[Start]
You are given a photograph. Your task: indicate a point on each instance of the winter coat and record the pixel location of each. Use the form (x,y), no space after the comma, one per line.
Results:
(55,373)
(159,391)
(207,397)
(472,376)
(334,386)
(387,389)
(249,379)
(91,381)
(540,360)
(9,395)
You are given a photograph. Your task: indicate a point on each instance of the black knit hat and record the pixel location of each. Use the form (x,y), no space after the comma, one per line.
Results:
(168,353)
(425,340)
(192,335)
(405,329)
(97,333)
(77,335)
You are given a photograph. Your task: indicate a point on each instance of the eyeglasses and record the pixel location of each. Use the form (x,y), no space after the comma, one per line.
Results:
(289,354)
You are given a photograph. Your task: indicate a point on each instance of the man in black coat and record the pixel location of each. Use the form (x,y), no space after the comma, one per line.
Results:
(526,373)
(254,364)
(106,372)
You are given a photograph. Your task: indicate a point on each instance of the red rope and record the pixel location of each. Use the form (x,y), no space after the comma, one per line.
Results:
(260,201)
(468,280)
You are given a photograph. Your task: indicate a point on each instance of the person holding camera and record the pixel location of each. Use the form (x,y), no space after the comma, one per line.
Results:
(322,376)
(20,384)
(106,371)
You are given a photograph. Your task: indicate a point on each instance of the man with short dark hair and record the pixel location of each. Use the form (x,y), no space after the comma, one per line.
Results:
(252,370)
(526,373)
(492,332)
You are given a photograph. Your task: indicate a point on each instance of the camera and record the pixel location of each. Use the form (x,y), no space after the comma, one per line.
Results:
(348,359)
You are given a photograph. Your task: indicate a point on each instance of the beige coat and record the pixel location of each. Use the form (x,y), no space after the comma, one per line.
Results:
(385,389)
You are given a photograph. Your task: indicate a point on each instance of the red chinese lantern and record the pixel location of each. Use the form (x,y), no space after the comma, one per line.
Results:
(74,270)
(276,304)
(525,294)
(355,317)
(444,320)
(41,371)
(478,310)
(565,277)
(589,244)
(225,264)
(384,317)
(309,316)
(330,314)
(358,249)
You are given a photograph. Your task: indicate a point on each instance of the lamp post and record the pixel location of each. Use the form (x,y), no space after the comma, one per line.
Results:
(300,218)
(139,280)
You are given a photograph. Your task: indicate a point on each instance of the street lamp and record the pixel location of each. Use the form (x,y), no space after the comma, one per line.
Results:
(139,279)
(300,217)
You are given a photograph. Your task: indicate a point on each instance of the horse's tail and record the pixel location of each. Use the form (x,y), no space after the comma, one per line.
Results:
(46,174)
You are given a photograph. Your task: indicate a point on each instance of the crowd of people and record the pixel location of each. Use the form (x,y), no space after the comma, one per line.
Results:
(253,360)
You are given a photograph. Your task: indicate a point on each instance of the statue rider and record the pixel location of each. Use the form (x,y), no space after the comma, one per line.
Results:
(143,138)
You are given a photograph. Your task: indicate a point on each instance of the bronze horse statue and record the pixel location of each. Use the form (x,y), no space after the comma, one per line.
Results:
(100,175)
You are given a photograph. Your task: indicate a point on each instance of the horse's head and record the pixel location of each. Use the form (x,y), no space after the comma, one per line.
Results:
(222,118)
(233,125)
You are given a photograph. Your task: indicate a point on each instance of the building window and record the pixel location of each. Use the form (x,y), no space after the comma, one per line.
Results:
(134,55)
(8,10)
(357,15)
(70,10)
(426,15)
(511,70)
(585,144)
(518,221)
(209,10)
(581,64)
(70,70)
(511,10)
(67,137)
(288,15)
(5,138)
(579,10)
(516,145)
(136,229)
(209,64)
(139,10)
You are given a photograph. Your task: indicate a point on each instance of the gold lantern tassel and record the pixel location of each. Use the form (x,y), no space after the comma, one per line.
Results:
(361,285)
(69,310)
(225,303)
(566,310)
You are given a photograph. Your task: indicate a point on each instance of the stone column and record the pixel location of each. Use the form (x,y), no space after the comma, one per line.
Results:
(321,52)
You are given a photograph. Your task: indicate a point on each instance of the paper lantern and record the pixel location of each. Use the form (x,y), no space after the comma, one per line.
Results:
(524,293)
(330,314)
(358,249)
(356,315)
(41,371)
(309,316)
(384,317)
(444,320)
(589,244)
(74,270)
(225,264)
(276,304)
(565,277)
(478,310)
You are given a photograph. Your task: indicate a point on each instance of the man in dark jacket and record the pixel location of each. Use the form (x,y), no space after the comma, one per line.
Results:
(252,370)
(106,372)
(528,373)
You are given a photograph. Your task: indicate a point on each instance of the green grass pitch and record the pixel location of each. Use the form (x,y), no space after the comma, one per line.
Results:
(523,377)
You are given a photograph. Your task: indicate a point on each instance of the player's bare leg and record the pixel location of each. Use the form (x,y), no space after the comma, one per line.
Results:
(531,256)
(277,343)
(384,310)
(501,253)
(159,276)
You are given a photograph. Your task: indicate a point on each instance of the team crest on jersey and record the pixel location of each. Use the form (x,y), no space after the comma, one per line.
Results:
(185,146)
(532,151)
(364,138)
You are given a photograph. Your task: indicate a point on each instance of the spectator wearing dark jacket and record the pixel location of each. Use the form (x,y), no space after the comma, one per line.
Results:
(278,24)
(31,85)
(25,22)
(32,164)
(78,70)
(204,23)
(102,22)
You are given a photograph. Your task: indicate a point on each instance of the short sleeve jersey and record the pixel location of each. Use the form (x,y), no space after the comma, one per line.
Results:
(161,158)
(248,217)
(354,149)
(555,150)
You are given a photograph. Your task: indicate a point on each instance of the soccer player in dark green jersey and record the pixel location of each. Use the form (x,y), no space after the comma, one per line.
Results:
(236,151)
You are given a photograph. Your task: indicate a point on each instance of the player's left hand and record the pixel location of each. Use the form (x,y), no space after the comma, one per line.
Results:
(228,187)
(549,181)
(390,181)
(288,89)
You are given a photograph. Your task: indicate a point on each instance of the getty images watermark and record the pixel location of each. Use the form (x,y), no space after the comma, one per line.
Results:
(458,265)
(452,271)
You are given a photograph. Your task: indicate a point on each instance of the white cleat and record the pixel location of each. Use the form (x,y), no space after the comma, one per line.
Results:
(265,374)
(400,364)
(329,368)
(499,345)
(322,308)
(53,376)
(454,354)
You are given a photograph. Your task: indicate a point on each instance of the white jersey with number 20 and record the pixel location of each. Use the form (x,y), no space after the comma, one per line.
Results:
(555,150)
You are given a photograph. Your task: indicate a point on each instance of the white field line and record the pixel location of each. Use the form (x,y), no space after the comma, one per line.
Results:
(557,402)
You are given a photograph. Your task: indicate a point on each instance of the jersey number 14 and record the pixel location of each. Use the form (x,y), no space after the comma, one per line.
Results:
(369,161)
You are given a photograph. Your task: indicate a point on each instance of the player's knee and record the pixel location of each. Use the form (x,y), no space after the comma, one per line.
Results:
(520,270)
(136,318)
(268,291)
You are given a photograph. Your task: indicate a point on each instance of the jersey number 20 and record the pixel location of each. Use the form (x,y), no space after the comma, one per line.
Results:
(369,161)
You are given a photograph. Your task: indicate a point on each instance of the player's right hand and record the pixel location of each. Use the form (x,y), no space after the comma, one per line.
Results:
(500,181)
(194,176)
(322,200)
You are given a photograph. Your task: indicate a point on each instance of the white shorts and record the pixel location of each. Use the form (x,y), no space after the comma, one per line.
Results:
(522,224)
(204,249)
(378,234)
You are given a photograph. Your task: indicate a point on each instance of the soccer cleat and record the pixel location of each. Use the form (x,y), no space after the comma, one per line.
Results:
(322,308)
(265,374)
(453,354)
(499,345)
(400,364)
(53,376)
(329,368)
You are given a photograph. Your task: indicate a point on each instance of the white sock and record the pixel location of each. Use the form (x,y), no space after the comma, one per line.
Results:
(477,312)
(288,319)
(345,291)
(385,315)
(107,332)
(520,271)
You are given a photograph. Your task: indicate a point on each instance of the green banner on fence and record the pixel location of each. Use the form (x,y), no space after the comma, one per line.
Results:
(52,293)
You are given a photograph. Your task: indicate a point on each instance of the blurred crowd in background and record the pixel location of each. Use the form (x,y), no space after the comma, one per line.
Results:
[End]
» **WHAT TO DO**
Retype, exactly and only, the lines running from the one with "the green banner" through the final line of the listing above.

» **EXERCISE ANSWER**
You are given a photograph. Your task: indicate a point on each instance of the green banner on fence and record the pixel location of each. Use the form (x,y), no space after the comma, one per line.
Results:
(52,293)
You are given a photograph. Your task: indicate a point on each instance of the blurred crowd in background and record the pixel location of each. Use the form (x,y), no space after the comma, one per line.
Results:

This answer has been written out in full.